Copy out the listing below word for word, reproducing every line in order without any change.

--- THE DATA ---

------------------------------------------------------------

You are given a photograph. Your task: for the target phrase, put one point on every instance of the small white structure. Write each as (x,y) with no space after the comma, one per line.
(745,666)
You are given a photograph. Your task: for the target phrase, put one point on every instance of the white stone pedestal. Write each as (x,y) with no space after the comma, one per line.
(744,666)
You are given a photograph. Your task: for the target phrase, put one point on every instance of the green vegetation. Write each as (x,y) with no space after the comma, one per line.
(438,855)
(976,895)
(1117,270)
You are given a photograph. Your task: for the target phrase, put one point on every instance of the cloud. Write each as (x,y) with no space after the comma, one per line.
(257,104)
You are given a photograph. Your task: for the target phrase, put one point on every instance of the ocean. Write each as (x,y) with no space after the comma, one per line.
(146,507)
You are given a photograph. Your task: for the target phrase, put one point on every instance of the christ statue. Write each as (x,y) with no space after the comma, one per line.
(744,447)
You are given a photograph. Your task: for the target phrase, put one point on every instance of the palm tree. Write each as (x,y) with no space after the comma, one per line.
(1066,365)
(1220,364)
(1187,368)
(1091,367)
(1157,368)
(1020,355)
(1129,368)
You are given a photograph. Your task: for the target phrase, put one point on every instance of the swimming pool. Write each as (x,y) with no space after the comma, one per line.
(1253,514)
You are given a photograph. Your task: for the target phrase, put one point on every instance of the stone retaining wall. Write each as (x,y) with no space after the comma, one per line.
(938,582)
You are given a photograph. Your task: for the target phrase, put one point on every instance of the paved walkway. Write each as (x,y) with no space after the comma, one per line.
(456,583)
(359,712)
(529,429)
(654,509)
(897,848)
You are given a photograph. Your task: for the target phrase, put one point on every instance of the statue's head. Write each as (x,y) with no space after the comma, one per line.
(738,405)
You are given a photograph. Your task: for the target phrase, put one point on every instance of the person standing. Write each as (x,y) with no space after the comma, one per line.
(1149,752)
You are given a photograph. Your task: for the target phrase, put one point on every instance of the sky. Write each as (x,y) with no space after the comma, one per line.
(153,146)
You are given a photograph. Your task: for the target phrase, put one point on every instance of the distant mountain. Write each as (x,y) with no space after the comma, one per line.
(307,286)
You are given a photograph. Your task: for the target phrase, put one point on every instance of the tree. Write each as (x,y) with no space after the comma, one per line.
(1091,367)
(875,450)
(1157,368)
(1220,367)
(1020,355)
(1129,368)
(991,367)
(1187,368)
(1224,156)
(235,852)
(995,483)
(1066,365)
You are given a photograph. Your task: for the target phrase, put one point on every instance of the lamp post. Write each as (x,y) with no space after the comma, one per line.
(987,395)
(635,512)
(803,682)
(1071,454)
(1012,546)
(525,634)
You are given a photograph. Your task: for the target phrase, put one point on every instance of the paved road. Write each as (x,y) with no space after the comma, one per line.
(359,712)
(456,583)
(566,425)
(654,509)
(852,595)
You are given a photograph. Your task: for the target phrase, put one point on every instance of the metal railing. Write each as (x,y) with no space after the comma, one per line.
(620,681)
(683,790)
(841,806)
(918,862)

------------------------------------------------------------

--- THE COMPLETED TASK ---
You are given a photograph. Your task: for the target phrase, put one point on every instance of the small white structure. Write each as (x,y) with no space after the comma, one per line.
(745,666)
You are given a photograph. Your task: for the target phrase, put one point on every instance of the white stone pedestal. Write each as (x,y) with no space after the comma, one per line.
(744,666)
You are given a photograph. Your task: for the target phrase, put one point on every instance of the green vegetation. Write each as (x,y) with no space after the comma, one per line.
(438,855)
(976,895)
(1117,270)
You are given a photograph. Your task: for the target phrase, put one point on every instance of the cloud. Write each as (x,y) with no space after the comma, one per line.
(257,104)
You are given a photograph. Your task: for the target phrase, put one point on every instance of the ocean. Write each as (x,y) with no space after the comma, one per line.
(146,507)
You are given a photograph. Your task: for the target phrase, put one point on every instance of the christ statue. Write each as (x,y) with no space after the comma, one per line.
(744,447)
You are given a photograph. Your task: for the target phrase, put one point on every instance of the palm tree. Write each as (x,y) with no space after the comma, one per line.
(1066,365)
(1220,364)
(1187,368)
(1091,367)
(1157,368)
(1020,355)
(1129,368)
You are given a photograph. Your task: for the target phrase, put one point on every instance of the swimming pool. Write each as (x,y) with no space after the comma, one per line.
(1253,514)
You are given a photograph. Your task: for the target phrase, put one point on every instance of the stone retaining wall. Write each as (x,y) with no space after the comma, one per line.
(938,582)
You are given a photograph. Your task: for the target phrase, put one point on every instance of the paved walkway. Write each as (x,y) with no space after the comma, one per line.
(456,583)
(359,712)
(529,429)
(654,509)
(897,848)
You are given a photograph. Your task: for the target phrase, put one point on every instance of the statue's head. Write each as (x,y) with no space after the comma, one per line.
(738,405)
You are given a photograph. Your task: for the target phrase, put one point on every instance of the person standing. Write each as (x,y) with no space after the comma, one per line.
(1149,752)
You are given a photograph. Your task: for the target phrase, put one point on every instance of the sky. Write each as (x,y) with no space after the comma, one per line.
(153,146)
You are given a photograph. Your task: for the target phrase, put one point on every instance of the distant mountain. Write each as (x,y) with no space after the comma, one per line.
(307,286)
You are given a photograph. Your task: for the target phrase, put one point on every instance of the tree. Write each as (x,y) with no space after the comma, one per line.
(1091,367)
(875,450)
(1157,368)
(1220,367)
(1020,355)
(1129,368)
(991,367)
(1187,368)
(1224,156)
(235,852)
(995,483)
(1066,365)
You are given a photograph. Your task: for the target phrase, put one point on every instance of the lamp post. Write each as (x,y) with no space after the comma, one per line.
(987,395)
(635,512)
(803,682)
(1071,454)
(1012,546)
(525,634)
You are given a photograph. Your task: for the target phrase, put one point on every instance of the paved road. Write each as (x,y) with no space after the comma, one per line.
(359,712)
(456,583)
(566,425)
(654,509)
(852,595)
You are given a photograph. Your task: for the target phrase, put one point on every instance of the metal railing. Write each as (x,y) with no space after the comma, one per line.
(620,681)
(683,790)
(841,806)
(918,862)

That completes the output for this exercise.